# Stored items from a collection
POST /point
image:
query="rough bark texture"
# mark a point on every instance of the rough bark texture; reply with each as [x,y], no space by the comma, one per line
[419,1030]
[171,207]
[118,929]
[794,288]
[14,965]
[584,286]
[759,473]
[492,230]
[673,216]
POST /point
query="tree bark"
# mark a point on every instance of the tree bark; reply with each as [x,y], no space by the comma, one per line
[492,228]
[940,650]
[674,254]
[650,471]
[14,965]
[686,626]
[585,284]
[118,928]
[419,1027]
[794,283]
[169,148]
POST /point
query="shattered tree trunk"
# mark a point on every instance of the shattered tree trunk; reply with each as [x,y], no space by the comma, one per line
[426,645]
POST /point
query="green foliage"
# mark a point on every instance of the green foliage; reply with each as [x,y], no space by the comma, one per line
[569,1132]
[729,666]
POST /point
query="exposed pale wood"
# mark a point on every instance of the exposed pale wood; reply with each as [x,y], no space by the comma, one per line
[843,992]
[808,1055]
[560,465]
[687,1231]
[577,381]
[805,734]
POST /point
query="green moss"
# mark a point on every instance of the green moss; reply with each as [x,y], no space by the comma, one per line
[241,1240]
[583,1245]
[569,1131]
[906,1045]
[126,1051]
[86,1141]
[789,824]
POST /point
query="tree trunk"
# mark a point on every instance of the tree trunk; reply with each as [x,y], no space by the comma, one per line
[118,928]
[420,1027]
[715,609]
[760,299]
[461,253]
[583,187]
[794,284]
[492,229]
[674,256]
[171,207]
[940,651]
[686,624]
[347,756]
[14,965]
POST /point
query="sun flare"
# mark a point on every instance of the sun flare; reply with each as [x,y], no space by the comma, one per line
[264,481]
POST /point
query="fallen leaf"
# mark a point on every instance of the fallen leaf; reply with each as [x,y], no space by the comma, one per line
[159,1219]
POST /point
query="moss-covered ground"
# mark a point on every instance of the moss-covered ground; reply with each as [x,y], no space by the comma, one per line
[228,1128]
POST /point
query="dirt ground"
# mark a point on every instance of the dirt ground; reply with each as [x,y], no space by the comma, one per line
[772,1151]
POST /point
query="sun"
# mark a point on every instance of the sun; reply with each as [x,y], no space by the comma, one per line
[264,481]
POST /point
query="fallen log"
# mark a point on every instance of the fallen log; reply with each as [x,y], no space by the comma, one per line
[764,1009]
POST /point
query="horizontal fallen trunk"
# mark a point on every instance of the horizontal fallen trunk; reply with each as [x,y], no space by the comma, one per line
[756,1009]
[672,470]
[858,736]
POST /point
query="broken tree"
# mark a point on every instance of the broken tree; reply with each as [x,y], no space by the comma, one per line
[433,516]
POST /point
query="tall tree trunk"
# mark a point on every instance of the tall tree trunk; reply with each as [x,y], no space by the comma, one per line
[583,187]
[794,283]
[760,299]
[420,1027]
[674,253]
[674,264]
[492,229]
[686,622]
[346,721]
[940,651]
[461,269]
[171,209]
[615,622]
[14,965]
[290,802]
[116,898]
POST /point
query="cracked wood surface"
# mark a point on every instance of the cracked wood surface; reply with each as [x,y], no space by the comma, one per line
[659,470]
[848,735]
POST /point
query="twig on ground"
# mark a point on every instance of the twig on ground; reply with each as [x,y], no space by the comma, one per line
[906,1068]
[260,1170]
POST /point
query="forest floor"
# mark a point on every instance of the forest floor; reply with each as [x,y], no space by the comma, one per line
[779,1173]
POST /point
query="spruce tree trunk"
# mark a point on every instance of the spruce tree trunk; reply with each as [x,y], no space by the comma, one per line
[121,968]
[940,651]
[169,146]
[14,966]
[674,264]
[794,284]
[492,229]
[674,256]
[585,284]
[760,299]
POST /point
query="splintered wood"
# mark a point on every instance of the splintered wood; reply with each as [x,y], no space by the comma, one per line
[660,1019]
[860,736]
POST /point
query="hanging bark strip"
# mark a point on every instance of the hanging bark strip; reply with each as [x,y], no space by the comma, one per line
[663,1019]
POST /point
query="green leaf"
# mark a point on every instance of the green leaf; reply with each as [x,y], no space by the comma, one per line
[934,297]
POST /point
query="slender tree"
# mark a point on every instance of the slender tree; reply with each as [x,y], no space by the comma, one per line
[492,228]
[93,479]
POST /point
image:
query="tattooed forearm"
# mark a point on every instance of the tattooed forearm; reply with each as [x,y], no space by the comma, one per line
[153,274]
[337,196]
...
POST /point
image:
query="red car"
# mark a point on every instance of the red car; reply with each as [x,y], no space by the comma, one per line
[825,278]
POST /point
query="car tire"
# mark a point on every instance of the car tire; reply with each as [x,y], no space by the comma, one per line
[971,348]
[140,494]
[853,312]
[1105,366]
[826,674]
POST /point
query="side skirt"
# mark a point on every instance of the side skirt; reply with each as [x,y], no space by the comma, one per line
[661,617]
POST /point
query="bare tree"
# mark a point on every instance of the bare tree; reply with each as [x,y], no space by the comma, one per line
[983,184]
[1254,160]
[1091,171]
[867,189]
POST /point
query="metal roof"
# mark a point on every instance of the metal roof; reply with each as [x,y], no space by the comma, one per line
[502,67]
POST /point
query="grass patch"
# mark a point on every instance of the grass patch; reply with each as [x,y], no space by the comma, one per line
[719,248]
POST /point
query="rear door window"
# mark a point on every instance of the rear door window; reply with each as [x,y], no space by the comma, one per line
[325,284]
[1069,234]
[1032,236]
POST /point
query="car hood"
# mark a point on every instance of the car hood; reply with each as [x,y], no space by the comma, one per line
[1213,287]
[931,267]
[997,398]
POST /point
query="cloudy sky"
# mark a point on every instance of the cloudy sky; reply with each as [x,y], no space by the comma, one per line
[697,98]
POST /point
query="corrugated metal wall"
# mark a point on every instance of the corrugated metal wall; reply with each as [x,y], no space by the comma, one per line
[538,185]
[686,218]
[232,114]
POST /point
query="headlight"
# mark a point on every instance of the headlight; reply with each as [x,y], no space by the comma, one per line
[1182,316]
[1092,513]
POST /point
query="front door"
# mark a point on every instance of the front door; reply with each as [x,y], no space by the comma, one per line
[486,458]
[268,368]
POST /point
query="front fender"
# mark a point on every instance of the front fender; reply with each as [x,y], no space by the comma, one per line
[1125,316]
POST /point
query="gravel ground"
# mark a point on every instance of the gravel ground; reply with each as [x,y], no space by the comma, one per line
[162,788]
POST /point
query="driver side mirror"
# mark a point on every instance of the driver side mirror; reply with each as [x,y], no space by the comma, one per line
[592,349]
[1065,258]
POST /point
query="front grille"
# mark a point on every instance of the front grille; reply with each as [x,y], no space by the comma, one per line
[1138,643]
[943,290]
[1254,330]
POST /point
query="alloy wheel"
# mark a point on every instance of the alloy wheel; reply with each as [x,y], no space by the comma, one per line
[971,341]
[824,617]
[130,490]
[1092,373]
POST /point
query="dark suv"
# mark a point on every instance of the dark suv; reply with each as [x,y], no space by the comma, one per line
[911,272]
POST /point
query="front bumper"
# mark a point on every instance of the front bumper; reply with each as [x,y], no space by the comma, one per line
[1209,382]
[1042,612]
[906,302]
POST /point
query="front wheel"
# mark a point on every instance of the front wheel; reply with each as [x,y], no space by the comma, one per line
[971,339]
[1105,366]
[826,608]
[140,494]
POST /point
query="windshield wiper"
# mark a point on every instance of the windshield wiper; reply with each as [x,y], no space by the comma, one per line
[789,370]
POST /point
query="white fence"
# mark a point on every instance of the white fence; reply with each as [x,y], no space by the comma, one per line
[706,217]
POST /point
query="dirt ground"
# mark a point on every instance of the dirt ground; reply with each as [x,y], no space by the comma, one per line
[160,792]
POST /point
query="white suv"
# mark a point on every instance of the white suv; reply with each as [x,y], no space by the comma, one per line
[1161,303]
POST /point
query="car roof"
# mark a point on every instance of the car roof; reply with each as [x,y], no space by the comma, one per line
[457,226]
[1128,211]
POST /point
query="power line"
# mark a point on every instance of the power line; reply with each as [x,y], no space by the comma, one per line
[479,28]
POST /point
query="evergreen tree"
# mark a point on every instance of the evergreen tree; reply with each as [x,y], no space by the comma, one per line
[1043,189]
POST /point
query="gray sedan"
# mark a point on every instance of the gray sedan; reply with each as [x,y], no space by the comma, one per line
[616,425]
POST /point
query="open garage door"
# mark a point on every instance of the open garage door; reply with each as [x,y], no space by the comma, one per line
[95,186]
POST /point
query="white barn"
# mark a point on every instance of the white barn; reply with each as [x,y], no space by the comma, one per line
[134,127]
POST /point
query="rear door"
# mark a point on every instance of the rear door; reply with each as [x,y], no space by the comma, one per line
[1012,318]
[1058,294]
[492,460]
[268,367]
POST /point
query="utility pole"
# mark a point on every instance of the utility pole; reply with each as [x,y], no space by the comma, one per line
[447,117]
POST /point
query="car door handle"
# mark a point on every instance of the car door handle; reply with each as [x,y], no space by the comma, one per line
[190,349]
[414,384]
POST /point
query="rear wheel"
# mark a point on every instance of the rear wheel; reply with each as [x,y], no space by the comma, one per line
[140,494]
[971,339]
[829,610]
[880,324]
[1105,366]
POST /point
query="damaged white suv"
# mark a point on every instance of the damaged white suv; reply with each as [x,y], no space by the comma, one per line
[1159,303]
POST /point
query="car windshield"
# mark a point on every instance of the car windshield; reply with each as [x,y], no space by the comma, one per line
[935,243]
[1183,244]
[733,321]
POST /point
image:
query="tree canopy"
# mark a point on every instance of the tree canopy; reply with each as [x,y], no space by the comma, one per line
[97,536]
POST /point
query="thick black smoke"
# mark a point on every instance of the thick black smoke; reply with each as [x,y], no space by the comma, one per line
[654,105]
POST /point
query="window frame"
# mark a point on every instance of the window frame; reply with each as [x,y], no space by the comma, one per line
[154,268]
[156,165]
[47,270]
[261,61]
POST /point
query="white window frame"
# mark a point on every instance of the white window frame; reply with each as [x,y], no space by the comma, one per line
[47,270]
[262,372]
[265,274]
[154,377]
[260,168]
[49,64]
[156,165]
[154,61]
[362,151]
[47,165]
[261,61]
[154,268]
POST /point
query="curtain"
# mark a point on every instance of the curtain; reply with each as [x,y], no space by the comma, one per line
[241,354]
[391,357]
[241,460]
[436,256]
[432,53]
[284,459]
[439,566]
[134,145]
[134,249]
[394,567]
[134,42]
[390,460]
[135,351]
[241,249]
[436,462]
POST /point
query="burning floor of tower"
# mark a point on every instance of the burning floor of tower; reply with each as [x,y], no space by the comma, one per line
* * *
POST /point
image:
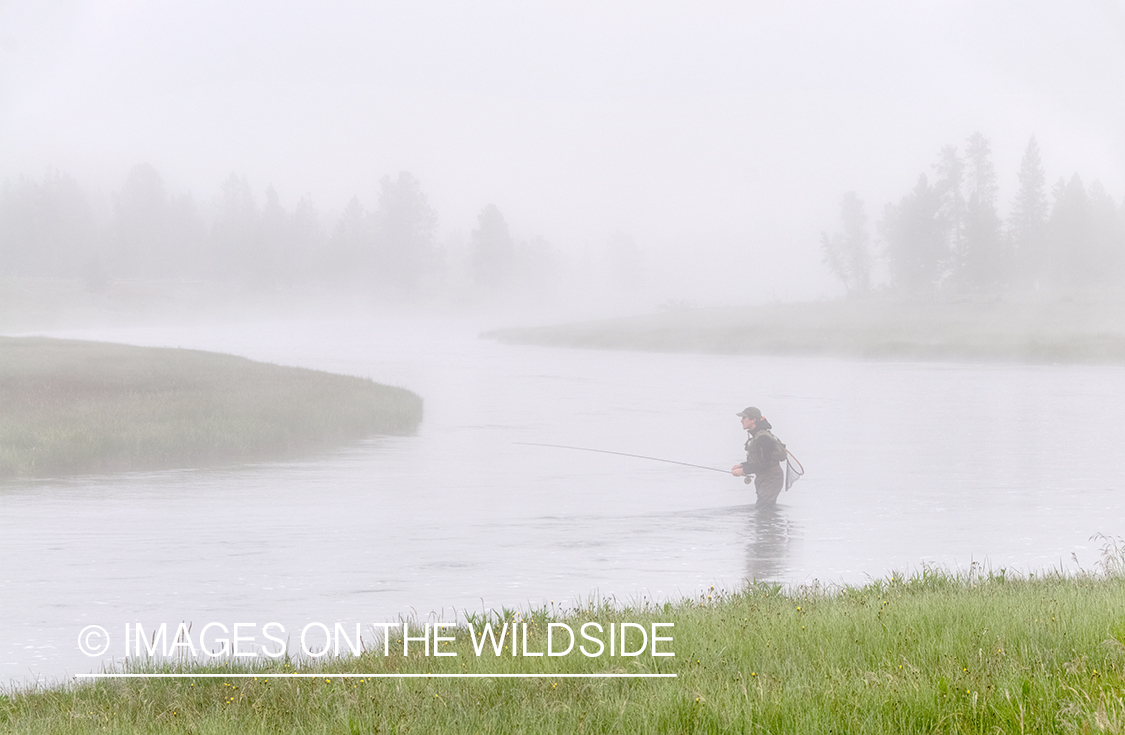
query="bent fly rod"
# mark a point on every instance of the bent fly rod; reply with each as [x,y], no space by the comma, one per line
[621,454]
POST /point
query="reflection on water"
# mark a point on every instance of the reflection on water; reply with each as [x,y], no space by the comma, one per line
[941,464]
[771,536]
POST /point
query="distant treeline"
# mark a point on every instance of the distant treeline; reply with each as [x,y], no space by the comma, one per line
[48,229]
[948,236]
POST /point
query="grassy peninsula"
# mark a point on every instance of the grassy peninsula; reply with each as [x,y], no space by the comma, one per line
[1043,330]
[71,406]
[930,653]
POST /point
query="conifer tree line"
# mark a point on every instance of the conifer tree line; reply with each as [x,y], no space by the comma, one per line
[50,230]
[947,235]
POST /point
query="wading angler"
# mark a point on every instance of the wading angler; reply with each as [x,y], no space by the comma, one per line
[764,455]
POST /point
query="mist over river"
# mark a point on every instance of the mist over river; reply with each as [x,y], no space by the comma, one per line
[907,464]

# Written instruction
State how many lines in the items above contain the word "thick". Give only the number.

# Exercise response
2